[Start MATERIAL FOR THE TASK]

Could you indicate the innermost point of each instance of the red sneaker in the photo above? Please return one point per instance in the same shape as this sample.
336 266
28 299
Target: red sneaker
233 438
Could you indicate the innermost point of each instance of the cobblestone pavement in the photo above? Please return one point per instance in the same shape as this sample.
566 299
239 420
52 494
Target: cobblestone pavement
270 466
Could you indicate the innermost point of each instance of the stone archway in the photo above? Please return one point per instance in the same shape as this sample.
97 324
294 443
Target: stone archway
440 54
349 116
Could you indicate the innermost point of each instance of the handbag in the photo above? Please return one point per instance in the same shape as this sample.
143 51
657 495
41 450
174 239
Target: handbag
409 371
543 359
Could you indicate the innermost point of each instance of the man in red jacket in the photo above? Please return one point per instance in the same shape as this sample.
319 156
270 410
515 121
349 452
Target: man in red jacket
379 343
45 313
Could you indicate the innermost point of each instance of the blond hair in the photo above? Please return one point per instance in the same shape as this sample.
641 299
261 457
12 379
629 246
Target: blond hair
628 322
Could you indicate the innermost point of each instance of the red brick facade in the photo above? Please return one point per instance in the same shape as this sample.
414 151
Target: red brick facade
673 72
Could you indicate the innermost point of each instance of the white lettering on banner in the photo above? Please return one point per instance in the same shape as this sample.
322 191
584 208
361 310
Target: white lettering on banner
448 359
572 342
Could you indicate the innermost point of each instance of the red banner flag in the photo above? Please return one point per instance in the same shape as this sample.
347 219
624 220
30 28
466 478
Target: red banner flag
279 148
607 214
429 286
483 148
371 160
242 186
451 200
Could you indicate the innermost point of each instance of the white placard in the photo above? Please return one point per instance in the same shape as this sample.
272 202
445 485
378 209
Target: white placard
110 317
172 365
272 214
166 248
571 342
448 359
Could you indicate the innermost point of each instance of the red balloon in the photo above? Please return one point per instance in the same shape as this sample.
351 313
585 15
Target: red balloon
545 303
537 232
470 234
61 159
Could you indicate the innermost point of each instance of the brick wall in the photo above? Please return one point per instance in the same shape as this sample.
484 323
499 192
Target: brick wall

[End MATERIAL FOR THE TASK]

Render every line of the entries above as a JSON list of strings, one string per line, leaving out blank lines.

[
  "Could you indicate the innermost point of each instance of the red sneaker in the photo above? Please return one point per instance in the same shape as this sample.",
  "336 266",
  "28 299",
  "Target: red sneaker",
  "233 438",
  "Could you indicate the innermost point of each instance of the cobblestone pavement in the photo above? Please return one point per instance in the same shape as this sample.",
  "566 299",
  "239 420",
  "52 494",
  "Target: cobblestone pavement",
  "270 466",
  "Could you indicate the innermost point of each instance of the stone archway in the photo above? Please return one point per instance in the same shape as this sample.",
  "97 324",
  "294 443",
  "Target: stone archway",
  "440 54",
  "349 116",
  "Could you indicate the innermost point of each instance of the handbag in the photo above? Please return one point per instance in the same shape as this sample.",
  "143 51",
  "657 495",
  "41 450",
  "174 239",
  "Target: handbag",
  "409 371",
  "543 359",
  "Could you indicate the innermost point of each instance of the man in red jacket in the photo above? Please return one point per instance in the same shape as this sample.",
  "319 156",
  "270 410",
  "515 121",
  "349 452",
  "Target: man in red jacket",
  "379 343",
  "45 313",
  "Could you indicate the innermost point of each instance of the blond hair in the photo above? Please return one point per instance in the same shape as this sample.",
  "641 299",
  "261 457",
  "12 379",
  "629 246",
  "Target: blond hair",
  "628 322",
  "Could you indicate the innermost point of each instance of the red brick facade in the photo above? Please return one point per instance in the same shape as this sample.",
  "414 151",
  "Target: red brick facade",
  "673 72",
  "Could you indicate the innermost point of each instance of the white lettering on banner in the photo above? Please return one point per instance in the same shape as this sample.",
  "322 191",
  "584 208",
  "361 310",
  "Target: white lettering on banner",
  "448 359",
  "572 342",
  "Could you indicate the innermost point of each instance of the red banner flag in the photo above? Please return one point per instance in the same shape as this sample.",
  "347 219",
  "624 220",
  "30 28",
  "466 478",
  "Target: red banner flag",
  "279 148",
  "607 214",
  "429 286",
  "483 148",
  "371 160",
  "242 186",
  "451 200",
  "Could you indicate the innermost point of each instance of the white placard in the photo above? Please return one point per instance in the same shape as this sample.",
  "272 202",
  "445 485",
  "378 209",
  "Target: white placard",
  "110 317",
  "172 365",
  "272 214",
  "166 248",
  "571 342",
  "448 359",
  "Could you indicate the innermost point of each instance of the red balloon in the photo above? Please return one point per instance in the same shape as this sample.",
  "351 313",
  "585 15",
  "Target: red balloon",
  "545 303",
  "537 232",
  "470 234",
  "61 159",
  "Could you indicate the innermost point of each instance of the brick wall in the photo above? Please return one point per instance in the same shape as this sample.",
  "484 323",
  "499 192",
  "Target: brick wall"
]